» **Record set**
□ □ □
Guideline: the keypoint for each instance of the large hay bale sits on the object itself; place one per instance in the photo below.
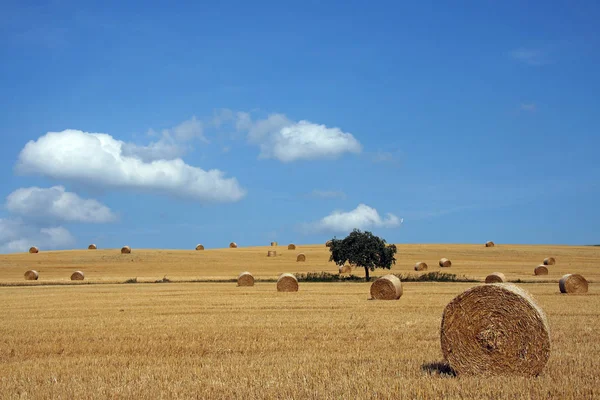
(77, 276)
(388, 287)
(549, 261)
(445, 263)
(287, 283)
(245, 279)
(495, 329)
(495, 277)
(421, 266)
(31, 275)
(573, 283)
(540, 270)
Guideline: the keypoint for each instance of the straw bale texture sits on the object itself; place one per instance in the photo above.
(495, 329)
(31, 275)
(77, 276)
(573, 283)
(245, 279)
(445, 263)
(421, 266)
(388, 287)
(287, 283)
(495, 277)
(540, 270)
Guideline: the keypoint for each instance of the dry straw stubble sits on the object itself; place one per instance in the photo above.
(573, 283)
(495, 329)
(388, 287)
(287, 283)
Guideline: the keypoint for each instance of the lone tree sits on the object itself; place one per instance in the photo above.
(363, 249)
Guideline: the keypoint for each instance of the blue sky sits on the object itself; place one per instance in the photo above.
(157, 125)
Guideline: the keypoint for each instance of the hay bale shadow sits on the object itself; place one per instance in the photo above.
(438, 368)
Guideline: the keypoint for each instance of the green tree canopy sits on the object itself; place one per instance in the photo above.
(363, 249)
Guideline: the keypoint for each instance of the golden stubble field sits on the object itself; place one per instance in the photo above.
(215, 340)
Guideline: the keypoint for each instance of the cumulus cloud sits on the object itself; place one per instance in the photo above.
(362, 217)
(99, 159)
(17, 236)
(56, 204)
(287, 141)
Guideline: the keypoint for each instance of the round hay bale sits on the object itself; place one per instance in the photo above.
(345, 269)
(549, 261)
(540, 270)
(445, 263)
(31, 275)
(388, 287)
(77, 276)
(573, 283)
(287, 283)
(245, 279)
(421, 266)
(495, 277)
(495, 329)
□ □ □
» **What is needed**
Please copy all of the material above word for word, leaving the pictures out of your copy.

» **Answer to this problem**
Guideline: the keypoint for each instance of the large hay bale sits on the object itself; place one per instance in the photo below.
(77, 276)
(388, 287)
(549, 261)
(445, 263)
(287, 283)
(245, 279)
(495, 329)
(495, 277)
(421, 266)
(31, 275)
(573, 283)
(540, 270)
Guideline: the keypoint for each instance of the straw bale texture sits on the object itself; place one per instance in the photo above.
(495, 329)
(31, 275)
(77, 276)
(573, 283)
(245, 279)
(445, 263)
(421, 266)
(388, 287)
(287, 283)
(495, 277)
(540, 270)
Guideline: the keypoint for each instance of the dry straw stubble sits on the object itself; place one per instance in the photo above.
(573, 283)
(495, 329)
(388, 287)
(287, 283)
Guideline: the keypoint for each instance of the lone tree sits on the object itself; place one per instance in the photo above.
(363, 249)
Guideline: the keypoint for each instance of the blue sky sits on the object itself; place one per instance in the photo above.
(157, 125)
Guideline: the keypoint for each instance of the hay bale shadow sits on the object itself; place one per instance in the photo above.
(438, 368)
Guideline: the keypoint for each instance of the green tree canopy sits on the object itself; place one per instance in the photo above.
(363, 249)
Guideline: the keypoint for each instance of the golden stubble field sits on the object itself; place one per instance in the photo above.
(215, 340)
Guideline: the keypoint for each instance of the cumulus cloud sits on the object itself; place one per instance in the photo above.
(362, 217)
(99, 159)
(17, 236)
(56, 204)
(287, 141)
Guideline: the keypoint for each instance of the round hay bale sits on the object itself; place one per instance in the photo above.
(345, 269)
(549, 261)
(540, 270)
(445, 263)
(31, 275)
(388, 287)
(77, 276)
(573, 283)
(287, 283)
(245, 279)
(421, 266)
(495, 277)
(495, 329)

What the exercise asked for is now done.